Treść dokumentu:
• • • • •
Wierzchołki i korzonki. Zapach japońskiej świątyni

Wykorzystanie drzewa sandałowego i agarowego w perfumach wielu wiąże z krajami arabskimi.
Nic dziwnego, gdyż Europa zapoznała się z tymi drzewami oraz ich aromatem poprzez kontakty z Arabami. W rzeczywistości drewno sandału i agaru były wykorzystywane w Azji Wschodniej od co najmniej 4000 lat. Najlepszym przykładem są świątynie buddyjskie, które są wypełnione dymem tych drzew. Od niepamiętnych czasów ich aromat jest podstawą drogiego mydła oraz wschodnich perfum. W Japonii mieszanka sandału i agaru służy jako kadzidło w świątyniach.
Przyjrzyjmy się bliżej tym bardzo ciekawym drzewom Orientu.

Drzewo sandałowe

Sandał jest jednym z najdroższych i najcenniejszych drzew na świecie. Odgrywa ważną rolę w hinduskich obrzędach religijnych, meblarstwie, przemyśle perfumeryjnym.
Jego wartość w ostatnich latach drastycznie rośnie, ponieważ ciągła nadwyżka popytu nad podażą doprowadziła do zanikania i ochrony tych drzew. W tej chwili eksport do Europy jest wstrzymany, a cena z 600$ za kilogram nieprzetworzonego sandału poszybowała do ponad 1000$.

Olejek sandałowy wydobywa się ze środkowej części drzewa, jest bardzo drogi. Posiada bogaty aromat “szlachetnego drewna”, jest delikatny, śmietankowy, kremowy, słodki, ciepły, ze świeżą górą; niektóre odmiany sandału mają mocne nuty animalistyczno-piżmowe. Jest wspaniałym fiksatorem kompozycji zapachowych.
Bardzo często jest fałszowany (dokładniej mówiąc, to najczęściej fałszowany składnik perfum na świecie) poprzez dodanie neutralnie pachnących substancji, na przykład olejku jojoba.
• • • • •
(Wpisy oznaczania obszarów obrazu)
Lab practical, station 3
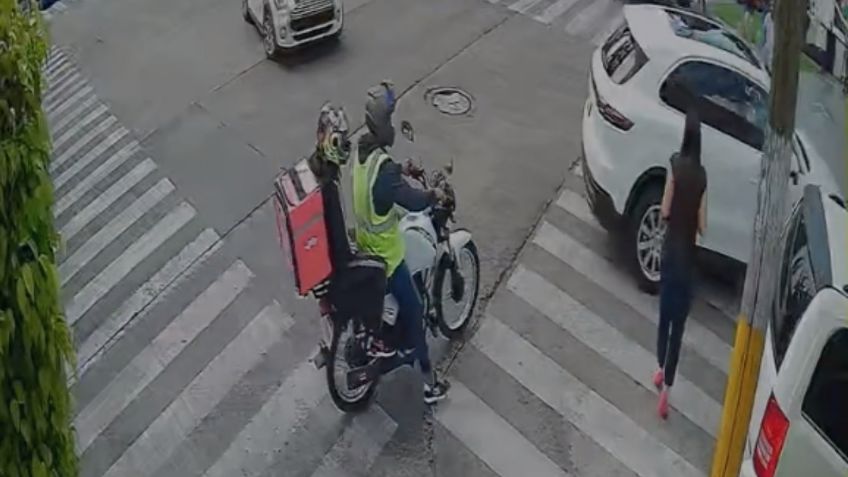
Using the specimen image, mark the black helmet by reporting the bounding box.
[365,81,395,147]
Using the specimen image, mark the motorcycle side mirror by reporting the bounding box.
[400,120,415,142]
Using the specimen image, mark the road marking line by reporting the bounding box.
[59,179,175,286]
[59,158,156,242]
[533,0,580,25]
[50,95,97,137]
[435,381,569,477]
[507,265,721,437]
[53,141,140,217]
[50,114,117,174]
[53,104,109,151]
[556,189,606,232]
[77,229,221,375]
[45,86,94,122]
[533,221,731,374]
[204,361,327,477]
[74,260,253,454]
[104,301,294,477]
[53,126,129,190]
[474,316,705,477]
[65,202,195,326]
[507,0,542,13]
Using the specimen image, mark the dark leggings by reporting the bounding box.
[657,257,692,386]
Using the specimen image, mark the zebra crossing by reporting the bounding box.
[487,0,624,45]
[44,37,735,477]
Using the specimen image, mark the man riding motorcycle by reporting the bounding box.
[353,82,448,404]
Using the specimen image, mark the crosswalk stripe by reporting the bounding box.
[508,0,542,13]
[435,381,569,477]
[533,0,580,25]
[533,221,731,373]
[508,265,721,437]
[65,202,195,326]
[53,104,109,151]
[77,229,221,375]
[472,316,704,477]
[74,260,253,454]
[556,189,604,232]
[104,301,294,477]
[53,141,138,217]
[59,158,156,242]
[45,86,94,121]
[204,361,327,477]
[50,114,117,174]
[53,127,129,189]
[59,179,175,286]
[312,405,398,477]
[48,95,97,137]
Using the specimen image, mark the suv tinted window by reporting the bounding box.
[660,61,768,150]
[801,328,848,460]
[771,207,816,369]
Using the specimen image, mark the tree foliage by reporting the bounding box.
[0,0,77,477]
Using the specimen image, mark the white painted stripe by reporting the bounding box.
[65,203,195,325]
[74,260,253,452]
[77,229,222,375]
[592,10,624,46]
[533,0,580,25]
[508,265,721,437]
[565,0,613,36]
[435,381,570,477]
[59,158,156,242]
[46,86,94,122]
[508,0,542,13]
[104,301,294,477]
[50,96,97,137]
[50,114,122,177]
[53,104,109,151]
[556,189,605,232]
[53,141,138,217]
[312,405,398,477]
[204,361,327,477]
[474,316,705,477]
[533,222,731,373]
[59,179,174,286]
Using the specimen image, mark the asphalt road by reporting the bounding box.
[45,0,748,477]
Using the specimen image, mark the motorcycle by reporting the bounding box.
[313,121,480,412]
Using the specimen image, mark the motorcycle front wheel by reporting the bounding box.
[433,240,480,340]
[326,320,377,413]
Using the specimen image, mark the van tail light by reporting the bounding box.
[592,72,633,131]
[754,394,789,477]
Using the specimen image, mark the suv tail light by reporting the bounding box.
[754,394,789,477]
[592,76,633,131]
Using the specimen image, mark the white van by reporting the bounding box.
[741,186,848,477]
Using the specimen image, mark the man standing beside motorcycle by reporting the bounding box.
[353,82,448,404]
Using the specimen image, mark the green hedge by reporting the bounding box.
[0,0,78,477]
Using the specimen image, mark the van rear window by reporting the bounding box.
[601,23,648,84]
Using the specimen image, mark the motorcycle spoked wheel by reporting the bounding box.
[326,320,379,413]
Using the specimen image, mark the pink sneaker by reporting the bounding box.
[654,368,665,391]
[657,389,668,419]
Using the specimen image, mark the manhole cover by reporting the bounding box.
[427,88,474,116]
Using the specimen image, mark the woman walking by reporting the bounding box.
[654,106,707,419]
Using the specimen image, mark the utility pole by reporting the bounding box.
[710,0,805,477]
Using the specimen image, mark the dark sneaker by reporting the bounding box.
[424,381,450,404]
[368,338,397,358]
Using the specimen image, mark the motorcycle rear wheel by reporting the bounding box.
[325,320,378,413]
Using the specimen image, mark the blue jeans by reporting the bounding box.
[389,262,433,375]
[657,257,693,386]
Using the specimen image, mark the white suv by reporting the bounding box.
[741,182,848,477]
[582,5,838,292]
[241,0,344,58]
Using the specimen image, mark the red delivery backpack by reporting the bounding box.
• • • • •
Cel zadania:
Z której części drzewa wydobywa się olejek sandałowy według tekstu o zapachu japońskiej świątyni?

Wynik zadania:
Olejek sandałowy wydobywa się ze środkowej części drzewa.